##### SOURCE DOCUMENT #####

I couldn't disagree more with your disagreement. Eigenvectors and eigenvalues
are abstraction of things observed in many places and studied in one place so
you can apply it to everywhere. Eigenface is simply an instance of linear
space dimension reduction, whose implementation, by the way, is based on
eigenvectors' connection to SVD and covariance matrix. Eigenface won't help
with Taylor series definition of matrix exponential, nor solution of linear
ODEs, nor Jordan canonical forms. Can anyone say those are not important
topics of eigenvalues and eigenvectors?

If you truly want to understand something, there is no shortcut. You have to
dig deep, look at and learn related topics, think hard about how and why
scientists developed the subject this way. It takes time and concentration, a
lot of them. Then you will gain something, and you need to keep at it to
master it. No one said knowledge is easy, especially deep knowledge.

>You could draw a picture of a circle, emphasizing the line of the circle >as
the boundary of the set. The invertible matrices are the interior of >the
circle, and they complement the singular (non-invertible) matrices >which are
represented by the boundary of the circle.

This demonstrates the pitfall of facile visualization, because the suggestion
is wrong. There are dense sets with no boundary. The simplest example I can
think of is rational numbers on the real line. It is dense on the real line,
yet between every two rational numbers there is an irrational number, and
between every two irrational numbers there is a rational number.

>But more importantly, the teacher should first explain why this might >be
useful to know in the most concrete way possible, whether its >theory behind
an applied technique in engineering or a lemma used >for an important abstract
theorem (no handwaving - tell what's >important or significant about the
abstract theorem).

This is easier said than done. At best, it is impractical; at worst, fantasy.
Who is going to spend a week of lectures to explain one application in a
possibly obscure engineering field. What about the fact no everyone is from an
engineering department.

Sometimes theorems are useful for proving other theorems and then for proving
other theorems. Gershgorin circle theorem is mainly useful for proving bounds
about eigenvalues. That is it. I couldn't motivate more than that. It has
application in numerical linear algebra, but it amounts to another proof and
you need to go pretty deep in matrix analysis to appreciate it.

>Students (American or otherwise) who are willing to just put their >heads
down and drill rote symbol manipulation are doing themselves a >disservice -
it generally does not lead to much insight or >understanding of what they are
doing (though it may in the >exceptional cases of very smart students),
especially as the math gets >more advanced. Moreover, being adept at
calculating is not useful in >the age of computers. You only need to do a
calculation once (as an >algorithm in a computer program).

This I strenuously disagree. Math, like every human endeavor, requires
practice and lots of it. If you cannot recall a pertinent theorem at will,
then you will not be able to use it to prove it. You don't have to remember
every theorem for all time, but when you need it you better. And practice does
develop insights and understandings, which I can personally attest to.

#####

§ **OBJECTIVE 1**
Answer these about the forum post:
(a) What three things does the writer say Eigenface won't help with?
(b) What does the writer give as the simplest example of a dense set with no boundary?
(c) What does the writer say the Gershgorin circle theorem is mainly useful for?
§ **OBJECTIVE 2**
Reproduce the stretch of the forum post from "Who is going" through "to appreciate it." word for word.
The items aren't needed here.

##### RAW DATA #####

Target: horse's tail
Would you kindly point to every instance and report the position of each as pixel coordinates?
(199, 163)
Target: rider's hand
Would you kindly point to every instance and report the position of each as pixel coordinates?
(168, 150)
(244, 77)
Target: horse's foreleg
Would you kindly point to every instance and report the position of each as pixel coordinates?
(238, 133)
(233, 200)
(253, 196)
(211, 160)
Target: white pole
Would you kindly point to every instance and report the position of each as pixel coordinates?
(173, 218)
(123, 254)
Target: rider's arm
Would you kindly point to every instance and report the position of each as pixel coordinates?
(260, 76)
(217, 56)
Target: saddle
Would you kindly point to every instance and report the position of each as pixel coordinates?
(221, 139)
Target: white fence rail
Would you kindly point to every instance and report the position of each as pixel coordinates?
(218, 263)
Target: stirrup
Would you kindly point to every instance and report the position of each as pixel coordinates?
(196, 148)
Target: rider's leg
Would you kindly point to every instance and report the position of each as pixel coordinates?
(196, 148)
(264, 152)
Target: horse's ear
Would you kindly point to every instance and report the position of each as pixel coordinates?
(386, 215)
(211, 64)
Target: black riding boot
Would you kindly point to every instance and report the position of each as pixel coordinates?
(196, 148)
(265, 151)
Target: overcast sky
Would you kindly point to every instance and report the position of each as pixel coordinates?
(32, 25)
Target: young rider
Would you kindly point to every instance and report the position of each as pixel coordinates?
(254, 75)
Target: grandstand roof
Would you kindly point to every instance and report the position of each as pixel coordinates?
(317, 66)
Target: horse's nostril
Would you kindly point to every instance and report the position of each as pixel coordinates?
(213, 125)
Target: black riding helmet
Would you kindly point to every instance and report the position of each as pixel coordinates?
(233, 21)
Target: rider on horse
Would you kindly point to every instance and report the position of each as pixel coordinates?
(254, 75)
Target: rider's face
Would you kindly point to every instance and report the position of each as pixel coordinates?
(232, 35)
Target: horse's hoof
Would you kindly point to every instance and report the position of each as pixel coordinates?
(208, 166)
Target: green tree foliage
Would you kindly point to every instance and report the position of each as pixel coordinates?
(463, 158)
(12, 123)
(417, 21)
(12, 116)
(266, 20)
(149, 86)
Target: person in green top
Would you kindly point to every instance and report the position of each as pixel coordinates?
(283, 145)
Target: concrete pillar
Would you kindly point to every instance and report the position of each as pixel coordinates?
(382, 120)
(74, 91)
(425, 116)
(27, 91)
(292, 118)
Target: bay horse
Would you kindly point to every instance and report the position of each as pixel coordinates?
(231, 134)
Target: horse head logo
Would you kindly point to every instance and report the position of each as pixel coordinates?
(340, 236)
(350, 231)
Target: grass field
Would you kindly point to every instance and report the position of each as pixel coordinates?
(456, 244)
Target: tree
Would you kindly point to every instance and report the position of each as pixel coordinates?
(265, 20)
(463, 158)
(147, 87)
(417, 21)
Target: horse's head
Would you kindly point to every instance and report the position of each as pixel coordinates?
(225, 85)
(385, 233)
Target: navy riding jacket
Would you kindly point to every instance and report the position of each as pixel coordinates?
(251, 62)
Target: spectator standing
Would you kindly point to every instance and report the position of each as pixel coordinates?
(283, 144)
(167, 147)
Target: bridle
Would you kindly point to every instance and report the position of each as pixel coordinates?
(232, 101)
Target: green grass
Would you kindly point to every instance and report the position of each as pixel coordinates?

#####

§ **EXPECTED OUTPUT 1**
(a) The Taylor series definition of matrix exponential, the solution of linear ODEs, and Jordan canonical forms.
(b) Rational numbers on the real line.
(c) Proving bounds about eigenvalues.

§ **EXPECTED OUTPUT 2**
Who is going to spend a week of lectures to explain one application in a
possibly obscure engineering field. What about the fact no everyone is from an
engineering department.

Sometimes theorems are useful for proving other theorems and then for proving
other theorems. Gershgorin circle theorem is mainly useful for proving bounds
about eigenvalues. That is it. I couldn't motivate more than that. It has
application in numerical linear algebra, but it amounts to another proof and
you need to go pretty deep in matrix analysis to appreciate it.